● Set task 1: According to the post on the Christian Era, which year counted from the founding of Rome became 1 AD?

● Excerpt:
Thursday, September 9, 2010

The Christian Era

Part 2 of Daniel's Messianic Prophecy



When the sixth century abbot, Dionysius Exiguus, was calculating the date to begin the calendar based on the Christian Era, he determined that December 25, in the 753rd year since the founding of the city of Rome, was Christ’s date of birth. Because January 1 was celebrated as New Year’s Day in sixth century Rome, the abbot chose January 1, 754 A.U.C. (from the founding of Rome) as a suitable date to begin the Christian Era. Thus 754 A.U.C. became 1 AD, the year of our Lord.


Dionysius erred in his calculation of the year in which Christ was born. According to Matthew's Gospel, Jesus wasn’t born after the reign of Herod the Great but rather during the reign of that same Herod.

Data drawn from a collection

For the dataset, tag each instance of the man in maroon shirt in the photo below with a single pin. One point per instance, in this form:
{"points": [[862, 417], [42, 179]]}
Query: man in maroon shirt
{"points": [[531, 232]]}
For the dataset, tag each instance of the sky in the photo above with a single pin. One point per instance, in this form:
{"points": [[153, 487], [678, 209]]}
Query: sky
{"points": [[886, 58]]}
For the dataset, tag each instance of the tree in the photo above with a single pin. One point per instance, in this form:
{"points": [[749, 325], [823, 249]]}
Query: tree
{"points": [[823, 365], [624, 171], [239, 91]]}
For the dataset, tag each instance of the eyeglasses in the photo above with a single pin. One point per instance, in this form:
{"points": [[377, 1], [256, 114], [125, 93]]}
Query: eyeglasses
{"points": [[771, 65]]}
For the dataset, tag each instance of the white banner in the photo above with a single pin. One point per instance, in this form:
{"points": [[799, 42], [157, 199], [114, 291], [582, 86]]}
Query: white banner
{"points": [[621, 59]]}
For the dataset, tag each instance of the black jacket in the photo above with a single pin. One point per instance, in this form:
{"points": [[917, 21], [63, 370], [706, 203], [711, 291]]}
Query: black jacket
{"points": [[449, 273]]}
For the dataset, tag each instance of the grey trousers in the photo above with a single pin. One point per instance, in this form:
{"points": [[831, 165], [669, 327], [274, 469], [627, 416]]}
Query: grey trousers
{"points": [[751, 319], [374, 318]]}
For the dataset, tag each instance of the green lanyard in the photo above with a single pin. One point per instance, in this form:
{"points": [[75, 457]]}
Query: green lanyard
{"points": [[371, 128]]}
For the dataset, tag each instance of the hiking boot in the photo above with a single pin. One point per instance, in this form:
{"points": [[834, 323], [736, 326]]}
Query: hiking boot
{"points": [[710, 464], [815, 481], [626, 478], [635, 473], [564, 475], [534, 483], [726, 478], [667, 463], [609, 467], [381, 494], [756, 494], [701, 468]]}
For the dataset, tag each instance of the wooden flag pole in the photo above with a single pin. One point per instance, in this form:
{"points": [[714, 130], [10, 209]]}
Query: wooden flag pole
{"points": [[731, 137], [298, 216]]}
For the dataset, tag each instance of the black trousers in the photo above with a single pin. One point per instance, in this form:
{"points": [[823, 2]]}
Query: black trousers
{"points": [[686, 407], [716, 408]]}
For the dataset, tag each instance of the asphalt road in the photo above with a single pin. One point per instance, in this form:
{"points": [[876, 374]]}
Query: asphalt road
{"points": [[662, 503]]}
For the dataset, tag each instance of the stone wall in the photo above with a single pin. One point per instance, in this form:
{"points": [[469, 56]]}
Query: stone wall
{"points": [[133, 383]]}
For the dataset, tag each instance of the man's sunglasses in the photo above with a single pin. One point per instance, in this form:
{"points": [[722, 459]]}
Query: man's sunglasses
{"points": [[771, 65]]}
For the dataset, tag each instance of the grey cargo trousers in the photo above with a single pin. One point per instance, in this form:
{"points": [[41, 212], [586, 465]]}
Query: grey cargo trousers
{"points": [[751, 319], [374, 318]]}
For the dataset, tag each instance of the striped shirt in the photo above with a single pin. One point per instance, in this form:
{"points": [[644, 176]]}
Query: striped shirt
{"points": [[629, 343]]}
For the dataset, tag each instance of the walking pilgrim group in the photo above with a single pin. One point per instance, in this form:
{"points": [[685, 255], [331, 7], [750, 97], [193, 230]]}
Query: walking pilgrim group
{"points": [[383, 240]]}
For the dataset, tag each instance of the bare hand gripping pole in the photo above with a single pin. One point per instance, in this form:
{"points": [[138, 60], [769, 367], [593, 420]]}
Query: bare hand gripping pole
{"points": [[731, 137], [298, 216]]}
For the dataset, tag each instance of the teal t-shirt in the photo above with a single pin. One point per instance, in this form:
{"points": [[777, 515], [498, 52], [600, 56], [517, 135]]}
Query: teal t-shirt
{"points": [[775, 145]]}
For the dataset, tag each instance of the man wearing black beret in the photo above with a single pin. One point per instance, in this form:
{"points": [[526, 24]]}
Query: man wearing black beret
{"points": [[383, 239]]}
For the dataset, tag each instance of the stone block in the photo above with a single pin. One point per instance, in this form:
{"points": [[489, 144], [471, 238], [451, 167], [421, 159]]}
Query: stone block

● Set task 2: State how many lines in the entries above contain the string "flag", giving only the number.

● Written answer 1: 754 A.U.C. became 1 AD.

● Written answer 2: 2